- [What to work on]
Reproduce every line of the material below verbatim, omitting the pictures.

** START **

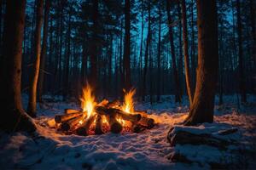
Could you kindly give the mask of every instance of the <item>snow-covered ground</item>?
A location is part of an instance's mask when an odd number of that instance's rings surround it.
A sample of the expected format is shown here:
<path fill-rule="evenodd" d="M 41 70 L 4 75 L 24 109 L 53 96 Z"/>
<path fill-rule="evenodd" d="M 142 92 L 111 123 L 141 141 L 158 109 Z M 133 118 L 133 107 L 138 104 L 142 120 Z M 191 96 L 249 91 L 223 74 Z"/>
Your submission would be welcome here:
<path fill-rule="evenodd" d="M 24 95 L 25 106 L 26 99 L 27 97 Z M 197 131 L 202 129 L 212 133 L 226 128 L 237 128 L 238 132 L 232 134 L 231 138 L 241 140 L 241 144 L 239 147 L 251 151 L 236 152 L 234 155 L 240 154 L 241 157 L 244 158 L 241 160 L 245 165 L 241 168 L 253 169 L 255 163 L 252 160 L 255 156 L 256 149 L 256 97 L 248 96 L 249 102 L 241 105 L 240 109 L 237 108 L 236 96 L 224 96 L 224 105 L 215 106 L 214 123 L 205 123 L 194 128 Z M 79 108 L 79 105 L 61 102 L 38 105 L 38 117 L 36 122 L 41 126 L 38 126 L 38 133 L 33 136 L 31 137 L 25 133 L 7 134 L 0 131 L 0 167 L 1 169 L 209 169 L 211 162 L 223 163 L 230 160 L 233 156 L 231 152 L 221 152 L 216 148 L 203 144 L 199 147 L 190 144 L 170 146 L 166 134 L 171 127 L 181 122 L 186 117 L 188 114 L 186 104 L 187 102 L 174 104 L 172 96 L 164 96 L 160 103 L 153 105 L 149 103 L 137 104 L 136 109 L 147 110 L 150 116 L 157 121 L 158 125 L 153 129 L 140 133 L 107 133 L 87 137 L 60 134 L 46 123 L 55 114 L 62 113 L 65 108 Z M 184 153 L 192 162 L 172 162 L 170 156 L 177 151 Z"/>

** END **

- [Exercise solution]
Could you kindly give the mask of every instance of the <item>snow-covered ground</item>?
A location is part of an instance's mask when an odd number of that instance's rings surround it.
A sample of the expected format is shown here:
<path fill-rule="evenodd" d="M 41 70 L 4 75 L 24 109 L 53 96 Z"/>
<path fill-rule="evenodd" d="M 142 92 L 111 123 L 141 141 L 158 109 Z M 133 118 L 133 107 L 138 104 L 142 120 Z M 191 96 L 249 91 L 223 74 Z"/>
Your submission would be welcome here:
<path fill-rule="evenodd" d="M 24 95 L 25 106 L 26 99 L 27 97 Z M 197 131 L 202 129 L 212 133 L 226 128 L 237 128 L 238 132 L 232 134 L 231 138 L 241 140 L 241 144 L 239 147 L 251 151 L 236 152 L 234 155 L 240 154 L 241 157 L 244 158 L 241 160 L 245 165 L 241 168 L 253 169 L 255 163 L 252 160 L 255 156 L 256 149 L 256 97 L 248 96 L 249 102 L 241 105 L 240 109 L 237 108 L 236 96 L 224 96 L 224 105 L 215 106 L 214 123 L 205 123 L 194 128 Z M 79 108 L 79 105 L 61 102 L 38 105 L 38 117 L 36 122 L 41 126 L 38 126 L 38 133 L 33 136 L 31 137 L 25 133 L 7 134 L 0 131 L 0 167 L 1 169 L 209 169 L 211 162 L 223 163 L 230 160 L 233 156 L 231 152 L 221 152 L 216 148 L 203 144 L 199 147 L 190 144 L 170 146 L 166 134 L 171 127 L 181 122 L 186 117 L 188 114 L 186 104 L 187 102 L 174 104 L 172 96 L 164 96 L 160 103 L 153 105 L 149 103 L 137 104 L 136 109 L 147 110 L 150 116 L 157 121 L 158 125 L 153 129 L 140 133 L 107 133 L 87 137 L 60 134 L 46 123 L 55 114 L 62 113 L 65 108 Z M 184 153 L 192 162 L 172 162 L 170 156 L 177 151 Z"/>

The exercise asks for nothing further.